» **Task list**
[1] Quote the Priscilla Reis article starting with "Priscilla Reis is" and going on through "Vida and Travessia.".
[2] Answer these questions from the Priscilla Reis article:
(a) In which production did she have a guest role in 2009?
(b) Which character did she play in GNT's series Lúcia McCartney?
(c) What event is the Netflix miniseries Todo Dia a Mesma Noite based on?

» **Excerpt**
>>>

- Born: Brazil
- Other names: Pricila Reis
- Occupations: Actress; Model;
- Years active: 2009–present
- Known for: Stupid Wife (2022–2024); Quem vai ficar com Clara? (2025); Todo Dia a Mesma Noite (Netflix); Benefits with Friends (Disney+, 2026);

= Priscilla Reis =

Brazilian actress (born 1990s)

Priscilla Reis is a Brazilian actress best known for starring in the web series Stupid Wife (2022–2024) and Quem vai ficar com Clara? (2025). She also portrayed Bia in Netflix’s Todo Dia a Mesma Noite and joined the cast of Disney+ series Benefits with Friends (2026) as Yasmin.

== Biography ==
Reis began her career in television in 2009 with a guest role in Cama de Gato. In 2015, she appeared in Vidas Secretas, followed by roles in Espelho da Vida and Travessia.

In 2016, she played Liza in GNT’s series Lúcia McCartney. Her breakthrough came in 2022 when she starred as Luíza in the web series Stupid Wife, a role that brought her national recognition and international attention. She continued in the role until 2024, across three seasons and specials.

In 2025, she starred as Clara in Quem vai ficar com Clara?, and in 2026 she joined Disney+ series Benefits with Friends portraying Yasmin. She also appeared in the Netflix miniseries Todo Dia a Mesma Noite, based on the Kiss nightclub tragedy.

<<<

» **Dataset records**
>>>

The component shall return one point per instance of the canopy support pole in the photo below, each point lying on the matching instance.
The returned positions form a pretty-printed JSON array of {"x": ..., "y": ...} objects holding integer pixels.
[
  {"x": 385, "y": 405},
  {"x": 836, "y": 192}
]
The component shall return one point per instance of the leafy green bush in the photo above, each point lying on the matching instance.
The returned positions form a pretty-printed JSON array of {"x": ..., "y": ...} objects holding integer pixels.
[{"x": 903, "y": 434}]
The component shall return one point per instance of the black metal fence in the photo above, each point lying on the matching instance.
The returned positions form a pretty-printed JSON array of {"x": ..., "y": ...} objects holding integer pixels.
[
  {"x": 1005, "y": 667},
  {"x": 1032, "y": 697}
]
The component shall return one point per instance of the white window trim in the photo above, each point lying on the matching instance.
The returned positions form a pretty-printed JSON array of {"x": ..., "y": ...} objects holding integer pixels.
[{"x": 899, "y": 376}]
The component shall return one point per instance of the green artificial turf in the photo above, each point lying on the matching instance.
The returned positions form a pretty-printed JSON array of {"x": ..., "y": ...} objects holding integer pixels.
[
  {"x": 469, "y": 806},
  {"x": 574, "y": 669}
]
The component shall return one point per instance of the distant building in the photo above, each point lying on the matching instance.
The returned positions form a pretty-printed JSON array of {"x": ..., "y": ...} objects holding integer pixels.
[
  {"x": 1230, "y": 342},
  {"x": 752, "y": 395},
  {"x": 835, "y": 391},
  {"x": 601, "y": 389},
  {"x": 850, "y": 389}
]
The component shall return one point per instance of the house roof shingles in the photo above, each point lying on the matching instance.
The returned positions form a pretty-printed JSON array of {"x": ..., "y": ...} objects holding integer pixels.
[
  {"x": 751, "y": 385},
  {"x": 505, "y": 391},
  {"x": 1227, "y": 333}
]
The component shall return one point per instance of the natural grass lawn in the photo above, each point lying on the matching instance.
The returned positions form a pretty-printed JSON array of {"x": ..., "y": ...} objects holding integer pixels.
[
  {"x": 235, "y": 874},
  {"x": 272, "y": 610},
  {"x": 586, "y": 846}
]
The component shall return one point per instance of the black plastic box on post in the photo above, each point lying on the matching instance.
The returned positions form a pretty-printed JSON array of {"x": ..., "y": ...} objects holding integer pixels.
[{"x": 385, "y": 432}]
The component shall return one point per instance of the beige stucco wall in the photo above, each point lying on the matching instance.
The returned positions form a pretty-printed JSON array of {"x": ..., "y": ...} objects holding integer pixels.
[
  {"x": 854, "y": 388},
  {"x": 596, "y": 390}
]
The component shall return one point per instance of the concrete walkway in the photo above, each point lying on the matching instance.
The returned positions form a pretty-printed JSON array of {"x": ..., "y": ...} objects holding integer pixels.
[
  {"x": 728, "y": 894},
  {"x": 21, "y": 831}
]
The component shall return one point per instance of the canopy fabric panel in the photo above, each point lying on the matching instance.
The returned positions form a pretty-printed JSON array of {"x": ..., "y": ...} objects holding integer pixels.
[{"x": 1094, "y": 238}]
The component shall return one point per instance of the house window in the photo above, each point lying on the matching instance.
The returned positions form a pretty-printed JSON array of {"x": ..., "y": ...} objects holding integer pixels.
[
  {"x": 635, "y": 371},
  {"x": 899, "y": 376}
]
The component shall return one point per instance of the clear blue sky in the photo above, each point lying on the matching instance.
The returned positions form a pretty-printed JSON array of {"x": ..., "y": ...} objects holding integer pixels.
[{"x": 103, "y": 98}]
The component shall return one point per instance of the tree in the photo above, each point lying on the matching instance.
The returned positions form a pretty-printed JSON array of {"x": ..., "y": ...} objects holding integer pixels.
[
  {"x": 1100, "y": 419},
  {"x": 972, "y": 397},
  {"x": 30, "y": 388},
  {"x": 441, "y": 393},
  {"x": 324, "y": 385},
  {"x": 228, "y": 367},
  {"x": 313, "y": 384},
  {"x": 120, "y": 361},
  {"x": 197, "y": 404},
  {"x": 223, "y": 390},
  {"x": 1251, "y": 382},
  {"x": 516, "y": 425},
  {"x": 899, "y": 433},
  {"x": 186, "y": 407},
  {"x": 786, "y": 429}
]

<<<

» **Exercise answers**
[1]
Priscilla Reis is a Brazilian actress best known for starring in the web series Stupid Wife (2022–2024) and Quem vai ficar com Clara? (2025). She also portrayed Bia in Netflix’s Todo Dia a Mesma Noite and joined the cast of Disney+ series Benefits with Friends (2026) as Yasmin.

== Biography ==
Reis began her career in television in 2009 with a guest role in Cama de Gato. In 2015, she appeared in Vidas Secretas, followed by roles in Espelho da Vida and Travessia.

[2]
(a) Cama de Gato
(b) Liza
(c) The Kiss nightclub tragedy